## Supplied text
┌──

Romans 8:25 says that if we hope for what we do not see, we “eagerly wait for it with perseverance.” That verse helps us reframe what patience actually is. Patience is not us pretending we don’t care. Patience is us hoping for something we can’t see yet and choosing to endure because God is trustworthy. It is the difference between despairing delay and hopeful endurance. 

Habakkuk brings it even closer to the pain of waiting. The Lord says the vision is for “an appointed time,” and even if it seems to be taking too long, it will come, and it “will not lie” (Habakkuk 2:3). That verse teaches us that God has timing, and His timing is not random. There are seasons where what God promised feels distant, but the distance is not the same as denial. When we’re tempted to conclude, “God isn’t coming through,” Habakkuk reminds us to interpret the delay as “not yet,” not “never.”

James gives one of the most practical pictures: the farmer who waits for the precious fruit of the earth until the rain comes (James 5:7–8). That helps us because the farmer is not lazy while he waits. He lives faithfully in the season he’s in, knowing God sends what he cannot produce on his own. That’s why James also says to “establish your hearts” (James 5:8). Patience isn’t only about the calendar; it’s about stabilizing my heart. That happens when we stop demanding instant outcomes and start trusting God’s process. 

Lamentations says the Lord is good to those who wait for Him, and that it is good to hope and “wait quietly” for the salvation of the Lord (Lamentations 3:25–26). That word “quietly” doesn’t mean emotionless. It means our soul learns to settle under God’s care instead of thrashing in panic. Psalm 62:5 says, “My soul, wait silently for God alone, for my expectation is from Him.” That is a hard line for us, because our expectations often come from people, timelines, money, control, or our own ability to make something happen. God keeps pulling our expectations back to Him, because if they are in anything else, we will collapse when it fails.

└──

## Apply what you read
1. According to the passage on patience, why does God keep pulling our expectations back to Him?
2. In the passage on patience, which verse says, "My soul, wait silently for God alone, for my expectation is from Him"?
3. Pick up the passage on patience after its final sentence and continue it in the same voice.

## Dataset excerpts
┌──

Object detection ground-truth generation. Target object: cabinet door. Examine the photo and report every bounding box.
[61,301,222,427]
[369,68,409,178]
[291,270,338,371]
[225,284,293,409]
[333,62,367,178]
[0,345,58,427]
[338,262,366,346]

└──

## Numbered answers
1. If our expectations rest on anything other than God, such as people, timelines, money, control, or our own ability, we will collapse when that thing fails.

2. Psalm 62:5.

3.
One of the biggest shifts in our waiting must be learning to pray while we wait, not just after we’re tired of waiting. Romans 12:12 ties it together: “rejoicing in hope, patient in tribulation, continuing steadfastly in prayer.” And Philippians 4:6–7 gives us the practical rhythm: when anxiety rises because of a delay, we bring our requests to God with thanksgiving, and His peace guards our hearts and minds. Waiting gets harder when I stop praying and start spiraling in my head. Waiting gets lighter when I keep handing the burden back to God. 

Patience also grows when we accept that God’s timing is not my timing, and that doesn’t make God late. Second Peter reminds me that God is not “slack” concerning His promise, but He is long-suffering and purposeful (2 Peter 3:8–9). That teaches us that sometimes what feels like a delay to us is mercy and wisdom from God. There are things I wanted earlier in my life that would have crushed me. There are things I begged for sooner that would have harmed other people. There are doors I demanded that God kept closed because He was protecting me from myself. 

Romans 5:3–4 and James 1:2–4 both say something I don’t naturally want to hear: tribulation produces perseverance, perseverance produces character, and character produces hope; the testing of faith produces patience. That means patience is not built in comfort. It is built in pressure. It is built when the clock is slow, and my faith has to breathe anyway. It is built when I keep doing good and refuse to quit, trusting that “in due season we shall reap if we do not lose heart” (Galatians 6:9). That “due season” is real, and it is God’s season, not mine.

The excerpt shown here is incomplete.